>>>
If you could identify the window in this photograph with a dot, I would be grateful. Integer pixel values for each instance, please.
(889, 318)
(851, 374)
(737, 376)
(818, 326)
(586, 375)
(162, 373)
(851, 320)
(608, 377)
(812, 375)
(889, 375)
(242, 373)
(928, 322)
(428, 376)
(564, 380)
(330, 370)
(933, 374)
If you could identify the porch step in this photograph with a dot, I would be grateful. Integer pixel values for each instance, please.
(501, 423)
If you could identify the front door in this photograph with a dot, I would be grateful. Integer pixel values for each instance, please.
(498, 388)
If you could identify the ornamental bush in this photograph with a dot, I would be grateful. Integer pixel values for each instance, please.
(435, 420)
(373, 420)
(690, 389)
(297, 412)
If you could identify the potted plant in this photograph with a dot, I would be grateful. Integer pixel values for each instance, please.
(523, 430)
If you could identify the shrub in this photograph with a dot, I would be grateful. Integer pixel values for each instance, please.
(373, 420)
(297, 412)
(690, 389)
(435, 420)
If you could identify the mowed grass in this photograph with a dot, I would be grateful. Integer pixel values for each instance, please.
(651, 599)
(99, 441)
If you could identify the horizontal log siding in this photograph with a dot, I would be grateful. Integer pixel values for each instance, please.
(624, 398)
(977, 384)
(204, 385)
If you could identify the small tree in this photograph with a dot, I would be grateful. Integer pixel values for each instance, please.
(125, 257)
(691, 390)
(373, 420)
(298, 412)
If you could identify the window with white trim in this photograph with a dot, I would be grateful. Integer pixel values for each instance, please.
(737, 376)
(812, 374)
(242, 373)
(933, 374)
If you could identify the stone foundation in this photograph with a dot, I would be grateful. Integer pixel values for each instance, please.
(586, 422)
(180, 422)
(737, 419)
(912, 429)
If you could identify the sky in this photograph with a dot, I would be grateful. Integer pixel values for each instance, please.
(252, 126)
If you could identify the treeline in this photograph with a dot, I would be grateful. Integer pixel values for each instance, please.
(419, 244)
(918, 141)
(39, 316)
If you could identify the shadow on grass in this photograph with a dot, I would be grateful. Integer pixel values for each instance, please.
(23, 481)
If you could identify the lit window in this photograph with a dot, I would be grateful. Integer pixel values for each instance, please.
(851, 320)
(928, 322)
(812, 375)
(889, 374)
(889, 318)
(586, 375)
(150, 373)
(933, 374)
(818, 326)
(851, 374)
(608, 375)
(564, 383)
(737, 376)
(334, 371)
<<<
Write out the records above again, keeping each one identical to the original.

EXERCISE RESPONSE ::
If you could identify the window in this photograph with a dot, I would be grateful. Integer pixel values for each instance, please.
(889, 318)
(851, 374)
(737, 376)
(818, 326)
(586, 375)
(162, 373)
(851, 320)
(608, 377)
(812, 375)
(889, 375)
(242, 373)
(928, 322)
(428, 376)
(564, 380)
(330, 370)
(933, 374)
If you could identify the porch step in this photograph with a dot, I would be grateful. Integer pixel values for each instance, please.
(501, 423)
If you could identify the front door in this photograph with a dot, I would be grateful. Integer pixel values for each instance, please.
(498, 388)
If you could identify the ornamental bush in this photograph with a dot, I would be grateful. Integer pixel values for each instance, please.
(435, 420)
(373, 420)
(690, 389)
(297, 412)
If you could identify the potted plant in this photograph with a dot, I would be grateful. Integer pixel values for each instance, please.
(523, 430)
If you could identify the shrub in this photograph with a dot, I would be grateful. Integer pixel values for each instance, please.
(373, 420)
(297, 412)
(690, 389)
(435, 420)
If you could identify the mowed grass in this photograph with a dot, I would be grateful. Integer pixel values for each instance, please.
(651, 599)
(99, 441)
If you could identify the horizontal log siding in this photograph with a dot, I would be grateful. Integer pixel values for each instance, please.
(624, 398)
(977, 384)
(204, 385)
If you could identify the small tree in this photograph with a dot, I would be grateful. Integer pixel values for each instance, please.
(125, 257)
(691, 390)
(373, 420)
(298, 412)
If you could identify the window with white trim in this photograph with a dot, I would be grateful. Integer pixel values for each instance, please.
(737, 376)
(812, 374)
(242, 373)
(933, 374)
If you could identify the stone foundation in this photograph with a dot, I would be grateful. Integer pixel values for each instance, please.
(586, 422)
(180, 422)
(737, 419)
(912, 429)
If you could identify the sky in this photograph with a dot, I would be grateful. Integer pixel values for each instance, please.
(252, 126)
If you could identify the treeline in this photograph with a dot, I would be grateful. Integer pixel values for each instance, please.
(419, 244)
(918, 141)
(39, 316)
If you could identify the shadow on grass in this photograph with a dot, I would be grateful. Integer pixel values for each instance, please.
(23, 481)
If you could identify the lit window in this photograph with a dot, I would be grateful. Integer pixel values for each instance, please.
(851, 320)
(928, 322)
(812, 375)
(889, 374)
(889, 318)
(586, 375)
(150, 373)
(933, 374)
(818, 326)
(851, 374)
(608, 375)
(564, 383)
(737, 376)
(334, 371)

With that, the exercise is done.